Screening. Medical conditions that contraindicate DMPA initiation are rare in potential users and were easily identified by community-based distribution (CBD) workers in a study conducted in Nepal. To help CBD workers screen potential DMPA users for such conditions, FHI has developed and extensively field-tested a checklist containing 13 simple "yes" or "no" questions. Another FHI checklist helps providers rule out pregnancy.

Counseling. Side effects, such as menstrual changes, headaches, and weight gain, are the primary reason that women stop using DMPA. Studies have shown that providing full and intensive counseling can significantly increase continuation rates for DMPA. CBD workers can be trained to counsel women on changes to expect when they begin using DMPA and to refer them to other levels of care when necessary.

Giving injections. CBD workers have demonstrated that they can safely give intramuscular injections. In a project in the Matlab subdistrict of Bangladesh, infections after injections by CBD workers were extremely rare – about three per 10,000 injections. No infections were reported after more than 1,000 injections in a similar program in Afghanistan. Meanwhile, scientists have developed a subcutaneous DMPA formulation, depo-subQ provera 104 or DMPA-SC, that is less painful to receive and easier to administer than the current intramuscular formulation because it can be injected under the skin with a shorter needle.

# Stored records
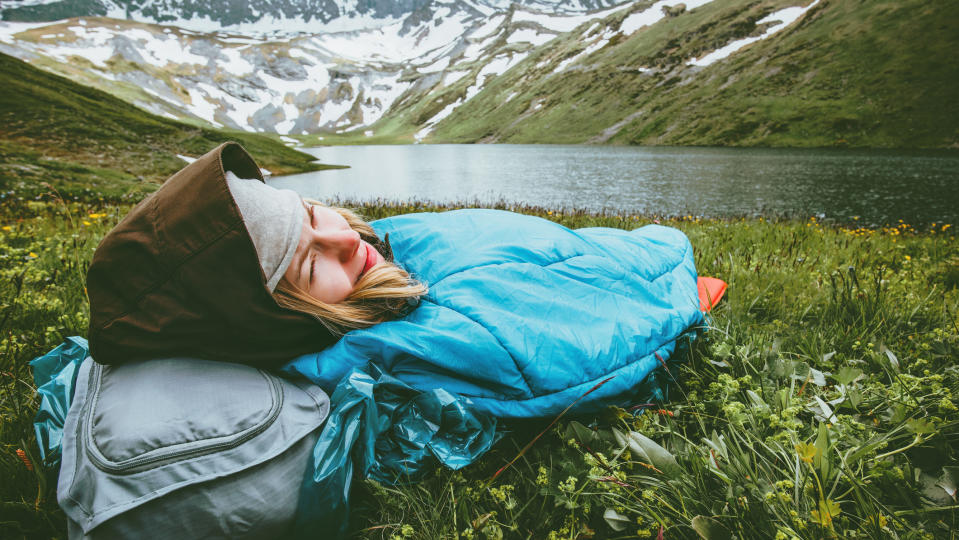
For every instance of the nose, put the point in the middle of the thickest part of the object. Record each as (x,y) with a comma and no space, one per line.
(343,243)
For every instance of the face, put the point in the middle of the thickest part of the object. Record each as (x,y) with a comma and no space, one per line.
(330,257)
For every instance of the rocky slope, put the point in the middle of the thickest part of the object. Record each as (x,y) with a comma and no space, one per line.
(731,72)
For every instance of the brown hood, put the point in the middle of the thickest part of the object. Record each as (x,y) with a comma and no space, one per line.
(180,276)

...

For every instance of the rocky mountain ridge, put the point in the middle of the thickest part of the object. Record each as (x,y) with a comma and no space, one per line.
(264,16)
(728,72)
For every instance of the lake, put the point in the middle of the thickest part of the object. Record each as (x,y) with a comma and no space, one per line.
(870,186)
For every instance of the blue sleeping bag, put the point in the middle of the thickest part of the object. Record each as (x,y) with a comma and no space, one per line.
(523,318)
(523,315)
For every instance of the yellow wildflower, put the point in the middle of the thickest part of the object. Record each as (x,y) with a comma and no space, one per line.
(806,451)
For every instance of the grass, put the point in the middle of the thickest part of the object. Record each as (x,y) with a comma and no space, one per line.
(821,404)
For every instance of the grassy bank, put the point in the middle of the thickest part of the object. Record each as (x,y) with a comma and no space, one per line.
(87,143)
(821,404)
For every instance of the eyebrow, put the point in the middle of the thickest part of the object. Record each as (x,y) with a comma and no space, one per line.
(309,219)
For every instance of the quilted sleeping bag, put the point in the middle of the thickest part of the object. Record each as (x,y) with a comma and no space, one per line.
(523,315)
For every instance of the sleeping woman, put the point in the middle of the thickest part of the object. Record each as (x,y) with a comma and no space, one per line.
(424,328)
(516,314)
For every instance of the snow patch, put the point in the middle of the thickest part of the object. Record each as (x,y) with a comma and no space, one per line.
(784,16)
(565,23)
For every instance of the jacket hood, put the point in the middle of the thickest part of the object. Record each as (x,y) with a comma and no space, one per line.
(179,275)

--

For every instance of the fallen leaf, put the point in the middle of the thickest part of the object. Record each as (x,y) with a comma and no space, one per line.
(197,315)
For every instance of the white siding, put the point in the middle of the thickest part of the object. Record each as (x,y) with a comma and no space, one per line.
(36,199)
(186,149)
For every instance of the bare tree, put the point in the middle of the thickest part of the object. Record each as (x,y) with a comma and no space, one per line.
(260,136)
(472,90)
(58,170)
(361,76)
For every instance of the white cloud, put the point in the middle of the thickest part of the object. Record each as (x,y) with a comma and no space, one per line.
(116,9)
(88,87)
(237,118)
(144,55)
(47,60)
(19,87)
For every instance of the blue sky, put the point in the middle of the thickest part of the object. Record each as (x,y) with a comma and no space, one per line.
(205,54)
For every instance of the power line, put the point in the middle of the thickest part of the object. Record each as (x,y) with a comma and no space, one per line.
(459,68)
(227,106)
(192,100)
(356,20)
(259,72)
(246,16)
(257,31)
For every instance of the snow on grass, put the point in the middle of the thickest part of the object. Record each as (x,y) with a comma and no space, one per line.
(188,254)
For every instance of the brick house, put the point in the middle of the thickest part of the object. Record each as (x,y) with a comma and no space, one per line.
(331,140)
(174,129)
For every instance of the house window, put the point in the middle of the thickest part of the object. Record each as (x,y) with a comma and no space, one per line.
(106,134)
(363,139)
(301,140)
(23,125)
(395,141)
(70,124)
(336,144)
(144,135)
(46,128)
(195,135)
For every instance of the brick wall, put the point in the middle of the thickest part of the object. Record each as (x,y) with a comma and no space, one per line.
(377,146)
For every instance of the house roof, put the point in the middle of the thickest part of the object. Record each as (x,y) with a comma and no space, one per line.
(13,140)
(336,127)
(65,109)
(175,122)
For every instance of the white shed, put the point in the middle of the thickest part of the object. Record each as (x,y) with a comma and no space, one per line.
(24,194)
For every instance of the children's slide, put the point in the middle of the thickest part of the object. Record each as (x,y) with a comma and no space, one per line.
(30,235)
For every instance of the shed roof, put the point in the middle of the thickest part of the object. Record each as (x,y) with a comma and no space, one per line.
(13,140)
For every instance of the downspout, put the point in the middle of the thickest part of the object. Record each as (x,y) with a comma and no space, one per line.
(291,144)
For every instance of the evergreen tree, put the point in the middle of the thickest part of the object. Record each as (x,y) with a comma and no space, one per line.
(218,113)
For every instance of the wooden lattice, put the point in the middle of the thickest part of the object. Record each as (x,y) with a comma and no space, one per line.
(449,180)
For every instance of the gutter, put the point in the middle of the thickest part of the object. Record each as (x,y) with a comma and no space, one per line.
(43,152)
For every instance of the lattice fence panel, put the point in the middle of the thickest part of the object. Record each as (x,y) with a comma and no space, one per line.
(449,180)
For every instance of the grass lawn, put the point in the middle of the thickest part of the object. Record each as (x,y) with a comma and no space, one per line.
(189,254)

# TASKS TO CARRY OUT
A) Answer these questions about the passage on DMPA injections, one per line:
(i) How many questions are on the screening checklist FHI developed for CBD workers?
(ii) What is the primary reason women stop using DMPA?
(iii) About how often did infections occur after injections by CBD workers in the Matlab subdistrict of Bangladesh?
B) Extend the passage on DMPA injections by CBD workers from its last sentence.

# OUTPUTS BY TASK
A)
(i) 13 simple "yes" or "no" questions.
(ii) Side effects, such as menstrual changes, headaches, and weight gain.
(iii) About three per 10,000 injections.

B)
Disposing of needles and syringes. Concerns that needles and syringes be disposed of properly and not reused have been reduced by the availability of disposable injection devices that become automatically disabled after a single use. Such devices can be burned, but proper waste disposal requires careful planning and follow-up to ensure public safety. Training should emphasize safe use and disposal of needles and syringes to prevent the risk of infections such as HIV or hepatitis B through accidental needle sticks. The advent of nonresusable injection devices has greatly reduced the risk of such accidents.